EXERCISE TEXT:

It is difficult to avoid the impression that only MS-patients have a real interest in curing their disease. How can it otherwise be possible, that such simple thoughts have not been followed up by professional research projects?

Is amalgam the cause?

One characteristic of MS seems to be ignored completely. MS only seems to have existed for less than the past 200 years. It was first described by Cruveilhier in 1835. A generally valid description of MS symptoms was made by Charcot in the year 1868. In 1904 the description was supplemented by Müller.

What happened at this period of time?

Shortly after 1800, for example, people in Europe first had their teeth filled with amalgam (http://www.amalgam.org), first in England and then in France. This rather exact chronological correspondence with the beginning of the MS disease could be a pure coincidence. However there are further indications that lead to amalgam.

Observations have been made that MS occurs more often in industrialized countries than in third-world countries [3]. Until now there is no commonly accepted explanation. Amalgam could fill this explanation gap quite easily.

Multiple Sclerosis World Distribution

Japan stands out between all of the industrialized states with a significantly lower MS frequency. What do they do differently? A possible explanation could be taken from a recently published information that green tea helps to prevent caries (see http://www.das-teebuch.de/005006.htm). Less caries, less tooth damage, less amalgam.

Until the 2nd World War there was hardly any MS on the Faeroe Islands. It was only after 1500 to 2000 British soldiers had been stationed on the islands between 1941-1944, that MS significantly increased in the population. The relationship between MS in the Faeroe island inhabitants and the presence of British soldiers is strongly supported by the fact that the cases of MS first occurred in islanders who lived close to British bases. This is an extremely important constraint because it demonstrates that the environmental factor is not solely indigenous and can be transported from one area to another. As the disease does not seem to be transmitted by person to person contact (e.g. husband and wife), the observations on the Faeroe Islands appear to be all the more peculiar. Amalgam could also be a perfectly suitable explanation in this case, because it is highly probable that the British dentists treated the local population as well.

SUPPLIED INFORMATION:
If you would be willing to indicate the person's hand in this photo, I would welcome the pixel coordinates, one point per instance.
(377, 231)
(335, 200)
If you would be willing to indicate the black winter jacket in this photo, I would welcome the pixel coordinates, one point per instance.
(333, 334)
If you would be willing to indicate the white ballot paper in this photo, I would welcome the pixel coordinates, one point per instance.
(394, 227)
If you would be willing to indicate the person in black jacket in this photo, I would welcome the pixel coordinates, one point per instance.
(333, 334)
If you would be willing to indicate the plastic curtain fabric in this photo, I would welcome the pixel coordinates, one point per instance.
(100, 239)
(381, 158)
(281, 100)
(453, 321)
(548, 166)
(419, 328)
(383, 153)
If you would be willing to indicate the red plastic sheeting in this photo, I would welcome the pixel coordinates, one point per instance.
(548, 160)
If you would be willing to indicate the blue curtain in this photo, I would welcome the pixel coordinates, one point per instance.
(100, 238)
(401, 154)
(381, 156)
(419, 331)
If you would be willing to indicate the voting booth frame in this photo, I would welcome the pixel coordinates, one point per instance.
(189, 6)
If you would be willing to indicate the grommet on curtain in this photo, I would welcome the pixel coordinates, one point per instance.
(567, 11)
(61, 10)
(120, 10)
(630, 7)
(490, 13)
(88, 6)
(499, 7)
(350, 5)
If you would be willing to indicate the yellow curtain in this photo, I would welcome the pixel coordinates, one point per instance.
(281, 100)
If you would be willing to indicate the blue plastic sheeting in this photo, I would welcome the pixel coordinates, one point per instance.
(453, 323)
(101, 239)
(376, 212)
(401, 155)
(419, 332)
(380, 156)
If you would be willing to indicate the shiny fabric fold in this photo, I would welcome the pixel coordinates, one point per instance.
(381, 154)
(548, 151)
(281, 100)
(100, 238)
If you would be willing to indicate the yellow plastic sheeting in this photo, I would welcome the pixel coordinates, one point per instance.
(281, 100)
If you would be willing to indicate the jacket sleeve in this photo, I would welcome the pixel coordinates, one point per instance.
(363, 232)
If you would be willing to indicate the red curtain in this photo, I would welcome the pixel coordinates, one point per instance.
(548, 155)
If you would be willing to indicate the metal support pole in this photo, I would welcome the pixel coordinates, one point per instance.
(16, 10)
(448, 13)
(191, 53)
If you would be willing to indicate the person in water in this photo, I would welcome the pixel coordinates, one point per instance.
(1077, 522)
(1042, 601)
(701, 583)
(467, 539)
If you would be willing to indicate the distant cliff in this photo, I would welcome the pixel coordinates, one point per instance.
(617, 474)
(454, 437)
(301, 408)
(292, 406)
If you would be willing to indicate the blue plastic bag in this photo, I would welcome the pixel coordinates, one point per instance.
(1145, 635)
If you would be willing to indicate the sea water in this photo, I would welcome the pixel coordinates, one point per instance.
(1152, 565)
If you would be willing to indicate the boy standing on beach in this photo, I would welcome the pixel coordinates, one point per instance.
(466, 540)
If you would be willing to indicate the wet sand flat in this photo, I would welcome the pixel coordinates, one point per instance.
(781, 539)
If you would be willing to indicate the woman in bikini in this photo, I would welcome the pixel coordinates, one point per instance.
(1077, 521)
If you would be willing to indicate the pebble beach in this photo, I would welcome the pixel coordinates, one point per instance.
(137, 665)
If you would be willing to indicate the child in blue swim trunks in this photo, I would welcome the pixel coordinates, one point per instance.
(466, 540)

WHAT THIS TASK INVOLVES: Continue the piece on multiple sclerosis and amalgam from its last sentence.

TASK RESPONSE:
In 1979, Bottyan, a Hungarian neurologist, informed the World Health Organisation (WHO), that he had discovered a baffling correlation between the frequency of MS cases and the density of dentists per inhabitant. Hmmm.

So many coincidences? Dr. Max Daunderer, a toxicologist from Munich has absolutely no doubts upon this question. On the first page of his book 'Amalgam' [4], he explains that if there was no amalgam there would be no MS. The reason: "The world-wide frequency of MS cases corresponds exactly with the quantity of mercury that dentists are using." Further on in the book he simply calls MS the amalgam-disease.

If one assumed that amalgam really could be the cause of MS, an interesting question arises, in which the answer may be found in the following paragraphs.

How can one rid oneself from the influence of amalgam?

This question is really interesting. It allows the supposition, that it could be at all possible, to get rid of the amalgam itself, plus its influence until now. There is also the quiet hope contained that simultaneously, the MS might be overcome. Utopian? Perhaps, but if one never tries, then nothing will be attained.

The solution could involve the following three steps:

1. One has the amalgam fillings taken out of the teeth to avoid the permanent entering of the contained substances into the body. Max Daunderer's book 'Amalgam' contains many tips of how to do this. E.g. lists of alternative new filling materials and recommendations of how best to remove the old fillings.

2. Get rid of the mercury that has accumulated in the body. The book 'Amalgam' also has detailed information for this, but this information can also be found by http://www.akupunkturzentrum.at/AZ/amalgam_2.html. The best method to get rid of Mercury seems to be the use of DMPS or DMSA. These substances should only be used - if at all - with great care by MS patients. Experience has shown that in some cases new MS flare-ups were caused.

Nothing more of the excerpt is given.